Extrait à lire
═══

Il doit d’abord être relevé que l’objectif d’harmonisation de cette proposition est minimal en comparaison de la proposition de révision de la directive sur la responsabilité du fait des produits, laissant ainsi la possibilité « aux personnes qui demandent réparation pour des dommages causés par des systèmes d’IA d’invoquer les règles plus favorables du droit national[23] ». De même, l’exposé des motifs rappelle que l’harmonisation envisagée par ce texte est « ciblée », et qu’elle n’a pas vocation à interférer avec les contours généraux de responsabilité civile des droits nationaux des États membres[24]. Pour des systèmes « d’IA » employés sur l’ensemble du territoire de l’Union, cette harmonisation minimale risque de conduire à un fort morcellement de la jurisprudence, dans la mesure où la notion de faute est loin d’être harmonisée.

Il doit aussi être relevé que cette proposition est à analyser comme une extension du RIA, pour y ajouter une « brique » relative à la responsabilité. Cette proposition reprend en effet la définition du « système d’IA », telle que rédigée dans la proposition de RIA publiée par la Commission en avril 2021, à savoir « un logiciel qui est développé au moyen d’une ou plusieurs des techniques et approches énumérées à l’annexe I [du RIA] et qui peut, pour un ensemble donné d’objectifs définis par l’homme, générer des résultats tels que des contenus, des prédictions, des recommandations ou des décisions influençant les environnements avec lesquels il interagit ».

═══

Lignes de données

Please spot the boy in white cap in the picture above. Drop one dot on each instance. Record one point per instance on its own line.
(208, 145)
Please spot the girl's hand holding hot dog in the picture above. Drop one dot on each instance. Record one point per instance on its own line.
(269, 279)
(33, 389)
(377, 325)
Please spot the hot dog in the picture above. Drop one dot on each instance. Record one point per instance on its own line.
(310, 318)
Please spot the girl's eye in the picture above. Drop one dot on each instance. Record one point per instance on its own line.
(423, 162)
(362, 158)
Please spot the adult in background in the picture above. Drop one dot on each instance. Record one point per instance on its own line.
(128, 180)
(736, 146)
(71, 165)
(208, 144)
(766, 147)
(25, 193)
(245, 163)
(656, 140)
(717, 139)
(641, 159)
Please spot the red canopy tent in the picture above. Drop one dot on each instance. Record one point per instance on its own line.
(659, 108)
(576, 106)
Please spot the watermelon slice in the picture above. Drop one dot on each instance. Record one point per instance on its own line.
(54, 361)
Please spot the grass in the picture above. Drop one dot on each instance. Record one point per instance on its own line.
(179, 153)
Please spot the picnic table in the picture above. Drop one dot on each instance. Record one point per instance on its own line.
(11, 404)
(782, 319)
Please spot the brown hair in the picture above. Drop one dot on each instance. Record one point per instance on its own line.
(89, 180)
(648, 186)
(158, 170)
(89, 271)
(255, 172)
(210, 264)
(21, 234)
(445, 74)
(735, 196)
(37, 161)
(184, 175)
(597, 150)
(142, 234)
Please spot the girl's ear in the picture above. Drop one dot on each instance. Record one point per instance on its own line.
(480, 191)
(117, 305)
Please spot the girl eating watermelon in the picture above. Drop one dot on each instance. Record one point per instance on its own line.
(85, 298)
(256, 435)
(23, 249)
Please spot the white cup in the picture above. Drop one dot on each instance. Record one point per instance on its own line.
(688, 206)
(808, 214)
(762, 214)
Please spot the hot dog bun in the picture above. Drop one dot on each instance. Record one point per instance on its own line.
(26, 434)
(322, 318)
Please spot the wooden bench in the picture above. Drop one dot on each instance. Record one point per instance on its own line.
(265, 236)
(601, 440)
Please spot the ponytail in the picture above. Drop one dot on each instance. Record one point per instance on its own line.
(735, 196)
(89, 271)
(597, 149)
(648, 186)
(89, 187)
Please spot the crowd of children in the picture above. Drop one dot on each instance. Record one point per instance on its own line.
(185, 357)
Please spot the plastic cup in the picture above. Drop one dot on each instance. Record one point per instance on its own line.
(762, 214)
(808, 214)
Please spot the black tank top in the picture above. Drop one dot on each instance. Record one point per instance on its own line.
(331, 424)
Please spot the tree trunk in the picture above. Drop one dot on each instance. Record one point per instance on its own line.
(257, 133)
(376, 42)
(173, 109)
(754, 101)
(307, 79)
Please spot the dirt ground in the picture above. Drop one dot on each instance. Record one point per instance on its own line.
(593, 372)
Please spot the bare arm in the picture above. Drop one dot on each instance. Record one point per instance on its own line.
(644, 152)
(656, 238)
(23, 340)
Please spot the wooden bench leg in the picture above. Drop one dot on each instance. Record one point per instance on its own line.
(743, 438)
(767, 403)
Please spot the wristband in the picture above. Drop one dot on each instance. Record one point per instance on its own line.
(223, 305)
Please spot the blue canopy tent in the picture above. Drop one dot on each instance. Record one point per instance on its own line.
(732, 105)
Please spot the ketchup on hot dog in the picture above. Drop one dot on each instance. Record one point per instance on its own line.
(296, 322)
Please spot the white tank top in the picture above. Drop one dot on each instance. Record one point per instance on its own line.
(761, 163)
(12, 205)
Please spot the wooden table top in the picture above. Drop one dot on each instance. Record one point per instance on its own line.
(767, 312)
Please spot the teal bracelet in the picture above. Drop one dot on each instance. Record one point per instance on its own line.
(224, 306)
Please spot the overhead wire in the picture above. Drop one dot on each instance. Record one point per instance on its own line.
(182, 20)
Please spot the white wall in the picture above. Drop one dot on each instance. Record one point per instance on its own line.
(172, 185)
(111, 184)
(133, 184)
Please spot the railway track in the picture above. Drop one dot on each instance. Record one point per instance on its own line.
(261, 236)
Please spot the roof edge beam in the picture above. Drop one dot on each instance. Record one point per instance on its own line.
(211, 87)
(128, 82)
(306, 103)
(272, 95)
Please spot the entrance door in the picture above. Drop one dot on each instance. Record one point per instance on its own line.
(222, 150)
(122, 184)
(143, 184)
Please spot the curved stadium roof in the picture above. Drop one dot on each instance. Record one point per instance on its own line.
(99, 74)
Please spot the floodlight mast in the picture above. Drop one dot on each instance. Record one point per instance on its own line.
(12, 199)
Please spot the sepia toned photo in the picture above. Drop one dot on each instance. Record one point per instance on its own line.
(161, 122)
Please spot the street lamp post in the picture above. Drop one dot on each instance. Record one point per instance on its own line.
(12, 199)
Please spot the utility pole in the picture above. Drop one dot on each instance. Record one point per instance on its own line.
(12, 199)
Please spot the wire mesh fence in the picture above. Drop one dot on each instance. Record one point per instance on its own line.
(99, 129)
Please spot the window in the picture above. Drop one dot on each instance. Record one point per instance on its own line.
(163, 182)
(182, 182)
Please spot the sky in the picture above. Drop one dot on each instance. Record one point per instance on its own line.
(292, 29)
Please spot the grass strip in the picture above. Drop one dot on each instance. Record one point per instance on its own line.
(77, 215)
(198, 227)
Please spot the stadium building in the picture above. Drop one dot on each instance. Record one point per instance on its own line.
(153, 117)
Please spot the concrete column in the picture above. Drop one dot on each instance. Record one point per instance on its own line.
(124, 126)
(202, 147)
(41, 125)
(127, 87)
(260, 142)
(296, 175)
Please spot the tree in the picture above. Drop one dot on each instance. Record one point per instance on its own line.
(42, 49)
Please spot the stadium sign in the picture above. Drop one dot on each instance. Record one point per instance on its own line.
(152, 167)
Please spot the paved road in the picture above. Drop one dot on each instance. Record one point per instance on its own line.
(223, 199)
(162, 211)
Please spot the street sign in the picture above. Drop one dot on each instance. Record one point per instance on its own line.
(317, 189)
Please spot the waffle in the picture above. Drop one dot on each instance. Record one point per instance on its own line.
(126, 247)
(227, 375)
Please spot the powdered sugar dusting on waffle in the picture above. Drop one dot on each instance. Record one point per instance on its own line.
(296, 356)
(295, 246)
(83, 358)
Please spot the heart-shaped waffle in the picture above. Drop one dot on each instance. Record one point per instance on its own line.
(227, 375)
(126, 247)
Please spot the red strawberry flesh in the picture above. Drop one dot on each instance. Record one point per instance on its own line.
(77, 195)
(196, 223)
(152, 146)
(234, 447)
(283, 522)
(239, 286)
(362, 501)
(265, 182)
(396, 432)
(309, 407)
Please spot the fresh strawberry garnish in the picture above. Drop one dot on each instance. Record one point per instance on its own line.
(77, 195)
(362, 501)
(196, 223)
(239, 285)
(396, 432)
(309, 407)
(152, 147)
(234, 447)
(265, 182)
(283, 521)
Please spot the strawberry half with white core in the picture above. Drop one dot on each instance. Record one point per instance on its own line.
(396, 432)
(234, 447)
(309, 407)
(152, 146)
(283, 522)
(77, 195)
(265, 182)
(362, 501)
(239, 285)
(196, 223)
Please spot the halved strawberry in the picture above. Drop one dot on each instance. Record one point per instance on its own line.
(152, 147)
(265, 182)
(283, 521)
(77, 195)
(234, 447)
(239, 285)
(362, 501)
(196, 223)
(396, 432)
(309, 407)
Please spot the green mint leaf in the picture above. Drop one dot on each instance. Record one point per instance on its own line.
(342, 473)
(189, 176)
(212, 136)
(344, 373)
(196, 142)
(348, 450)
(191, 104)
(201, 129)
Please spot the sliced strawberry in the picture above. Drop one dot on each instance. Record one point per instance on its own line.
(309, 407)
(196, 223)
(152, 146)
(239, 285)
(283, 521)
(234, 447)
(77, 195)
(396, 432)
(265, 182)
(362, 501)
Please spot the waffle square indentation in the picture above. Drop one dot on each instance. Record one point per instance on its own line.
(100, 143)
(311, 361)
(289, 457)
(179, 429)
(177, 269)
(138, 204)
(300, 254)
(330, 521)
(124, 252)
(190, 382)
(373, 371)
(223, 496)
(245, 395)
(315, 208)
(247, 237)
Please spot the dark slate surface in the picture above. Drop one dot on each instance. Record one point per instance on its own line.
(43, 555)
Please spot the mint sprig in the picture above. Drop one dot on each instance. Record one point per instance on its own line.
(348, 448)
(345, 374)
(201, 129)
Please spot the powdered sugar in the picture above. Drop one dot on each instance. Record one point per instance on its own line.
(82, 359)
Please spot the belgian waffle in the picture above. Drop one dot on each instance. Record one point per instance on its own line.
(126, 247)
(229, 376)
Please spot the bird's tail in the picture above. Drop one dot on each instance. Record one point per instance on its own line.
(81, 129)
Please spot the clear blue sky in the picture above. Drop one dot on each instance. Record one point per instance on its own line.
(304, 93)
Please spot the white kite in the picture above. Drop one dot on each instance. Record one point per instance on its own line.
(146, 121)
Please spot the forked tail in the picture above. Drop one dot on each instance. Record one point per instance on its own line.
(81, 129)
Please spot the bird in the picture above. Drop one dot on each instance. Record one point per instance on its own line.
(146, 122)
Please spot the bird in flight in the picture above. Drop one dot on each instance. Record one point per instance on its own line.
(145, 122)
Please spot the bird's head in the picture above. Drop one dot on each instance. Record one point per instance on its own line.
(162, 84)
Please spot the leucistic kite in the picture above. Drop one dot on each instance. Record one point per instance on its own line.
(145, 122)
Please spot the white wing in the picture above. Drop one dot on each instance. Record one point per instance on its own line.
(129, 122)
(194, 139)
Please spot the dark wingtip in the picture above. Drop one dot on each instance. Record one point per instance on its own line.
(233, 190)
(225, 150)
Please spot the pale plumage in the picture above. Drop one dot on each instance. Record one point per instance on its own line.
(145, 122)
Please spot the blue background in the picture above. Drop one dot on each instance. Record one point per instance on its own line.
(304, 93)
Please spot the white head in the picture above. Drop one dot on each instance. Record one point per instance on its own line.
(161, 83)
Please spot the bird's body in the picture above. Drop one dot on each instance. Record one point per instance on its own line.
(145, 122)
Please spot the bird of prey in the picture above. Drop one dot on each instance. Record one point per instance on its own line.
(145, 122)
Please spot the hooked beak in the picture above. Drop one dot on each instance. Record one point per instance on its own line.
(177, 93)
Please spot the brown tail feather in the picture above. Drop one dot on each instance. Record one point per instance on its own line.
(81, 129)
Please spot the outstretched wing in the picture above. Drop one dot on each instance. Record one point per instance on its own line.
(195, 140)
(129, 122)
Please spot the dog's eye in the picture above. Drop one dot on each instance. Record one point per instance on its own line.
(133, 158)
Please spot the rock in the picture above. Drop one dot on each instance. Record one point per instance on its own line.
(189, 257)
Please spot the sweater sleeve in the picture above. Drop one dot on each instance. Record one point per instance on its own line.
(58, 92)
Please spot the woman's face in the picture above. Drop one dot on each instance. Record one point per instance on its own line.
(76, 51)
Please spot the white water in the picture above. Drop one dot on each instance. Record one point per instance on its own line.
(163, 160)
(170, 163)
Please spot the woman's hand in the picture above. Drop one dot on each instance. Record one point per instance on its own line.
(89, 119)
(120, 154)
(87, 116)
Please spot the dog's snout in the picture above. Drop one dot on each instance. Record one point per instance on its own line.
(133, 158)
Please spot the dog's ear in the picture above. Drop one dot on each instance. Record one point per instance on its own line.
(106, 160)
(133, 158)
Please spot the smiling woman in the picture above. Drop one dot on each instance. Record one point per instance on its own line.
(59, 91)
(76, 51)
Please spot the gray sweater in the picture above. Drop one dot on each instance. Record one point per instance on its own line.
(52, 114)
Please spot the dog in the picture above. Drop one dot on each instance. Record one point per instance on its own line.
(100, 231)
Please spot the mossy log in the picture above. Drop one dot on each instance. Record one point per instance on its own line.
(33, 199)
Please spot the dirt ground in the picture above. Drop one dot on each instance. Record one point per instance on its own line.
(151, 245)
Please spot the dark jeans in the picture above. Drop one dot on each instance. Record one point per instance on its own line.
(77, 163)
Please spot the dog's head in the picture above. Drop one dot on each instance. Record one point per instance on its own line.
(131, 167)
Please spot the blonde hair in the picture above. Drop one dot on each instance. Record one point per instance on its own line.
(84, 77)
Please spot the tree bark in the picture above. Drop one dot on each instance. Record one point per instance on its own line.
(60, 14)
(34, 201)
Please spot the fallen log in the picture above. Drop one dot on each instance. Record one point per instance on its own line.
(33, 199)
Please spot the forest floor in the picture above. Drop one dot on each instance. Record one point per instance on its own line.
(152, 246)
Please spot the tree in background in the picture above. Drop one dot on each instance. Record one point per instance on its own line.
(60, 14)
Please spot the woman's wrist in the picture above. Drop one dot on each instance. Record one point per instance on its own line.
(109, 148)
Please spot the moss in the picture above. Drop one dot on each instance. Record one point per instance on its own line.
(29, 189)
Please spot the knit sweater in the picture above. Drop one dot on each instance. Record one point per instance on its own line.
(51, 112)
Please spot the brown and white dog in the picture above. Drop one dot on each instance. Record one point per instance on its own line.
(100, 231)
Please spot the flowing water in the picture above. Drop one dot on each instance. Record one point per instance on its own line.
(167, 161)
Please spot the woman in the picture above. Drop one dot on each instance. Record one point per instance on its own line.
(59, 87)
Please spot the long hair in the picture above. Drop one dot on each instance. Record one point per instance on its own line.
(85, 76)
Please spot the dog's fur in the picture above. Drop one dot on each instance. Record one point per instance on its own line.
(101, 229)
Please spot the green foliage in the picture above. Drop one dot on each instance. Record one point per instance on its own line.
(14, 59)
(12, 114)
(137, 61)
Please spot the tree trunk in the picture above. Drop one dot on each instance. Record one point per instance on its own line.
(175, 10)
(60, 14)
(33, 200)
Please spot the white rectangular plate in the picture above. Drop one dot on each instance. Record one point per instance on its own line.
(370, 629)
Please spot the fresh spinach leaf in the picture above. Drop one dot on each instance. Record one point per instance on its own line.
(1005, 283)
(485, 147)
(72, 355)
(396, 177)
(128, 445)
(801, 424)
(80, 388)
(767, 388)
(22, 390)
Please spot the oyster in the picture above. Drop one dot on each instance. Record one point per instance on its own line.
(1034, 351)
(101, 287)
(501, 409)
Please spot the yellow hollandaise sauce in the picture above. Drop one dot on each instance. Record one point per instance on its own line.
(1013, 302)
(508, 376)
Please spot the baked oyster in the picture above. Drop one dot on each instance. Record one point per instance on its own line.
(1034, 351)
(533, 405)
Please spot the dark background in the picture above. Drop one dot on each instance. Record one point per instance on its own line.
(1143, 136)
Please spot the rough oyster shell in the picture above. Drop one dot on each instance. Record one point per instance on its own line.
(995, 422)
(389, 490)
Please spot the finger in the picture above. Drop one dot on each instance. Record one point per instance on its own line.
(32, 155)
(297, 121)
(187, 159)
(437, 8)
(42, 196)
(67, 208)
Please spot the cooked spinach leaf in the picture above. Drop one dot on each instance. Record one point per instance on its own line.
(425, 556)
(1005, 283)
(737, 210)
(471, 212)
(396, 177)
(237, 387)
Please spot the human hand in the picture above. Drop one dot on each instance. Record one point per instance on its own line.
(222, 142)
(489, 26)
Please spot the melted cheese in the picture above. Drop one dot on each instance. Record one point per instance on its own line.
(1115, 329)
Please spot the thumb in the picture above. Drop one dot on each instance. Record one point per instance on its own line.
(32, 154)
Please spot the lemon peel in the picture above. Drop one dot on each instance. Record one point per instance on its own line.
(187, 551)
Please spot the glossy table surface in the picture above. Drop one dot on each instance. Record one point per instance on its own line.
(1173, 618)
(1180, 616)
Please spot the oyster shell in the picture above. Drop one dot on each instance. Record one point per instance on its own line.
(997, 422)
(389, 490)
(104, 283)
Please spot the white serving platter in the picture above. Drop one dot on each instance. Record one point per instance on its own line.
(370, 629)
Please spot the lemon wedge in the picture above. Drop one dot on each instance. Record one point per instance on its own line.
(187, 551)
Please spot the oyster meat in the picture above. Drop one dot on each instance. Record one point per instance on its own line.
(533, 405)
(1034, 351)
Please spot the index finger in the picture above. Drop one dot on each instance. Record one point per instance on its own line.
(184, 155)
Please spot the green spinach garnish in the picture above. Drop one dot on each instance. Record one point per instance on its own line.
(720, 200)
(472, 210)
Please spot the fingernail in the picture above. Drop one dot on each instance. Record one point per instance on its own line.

═══

Consigne 1
Énumérez les types de résultats qu'un système d'IA peut générer selon la définition reprise dans l'extrait.
Consigne 2
Citez le passage de l'extrait allant de « Il doit d’abord » à « loin d’être harmonisée. ».
Ces lignes de données proviennent d'une autre source que l'extrait.

Réponse 1
- des contenus
- des prédictions
- des recommandations
- des décisions

Réponse 2
Il doit d’abord être relevé que l’objectif d’harmonisation de cette proposition est minimal en comparaison de la proposition de révision de la directive sur la responsabilité du fait des produits, laissant ainsi la possibilité « aux personnes qui demandent réparation pour des dommages causés par des systèmes d’IA d’invoquer les règles plus favorables du droit national[23] ». De même, l’exposé des motifs rappelle que l’harmonisation envisagée par ce texte est « ciblée », et qu’elle n’a pas vocation à interférer avec les contours généraux de responsabilité civile des droits nationaux des États membres[24]. Pour des systèmes « d’IA » employés sur l’ensemble du territoire de l’Union, cette harmonisation minimale risque de conduire à un fort morcellement de la jurisprudence, dans la mesure où la notion de faute est loin d’être harmonisée.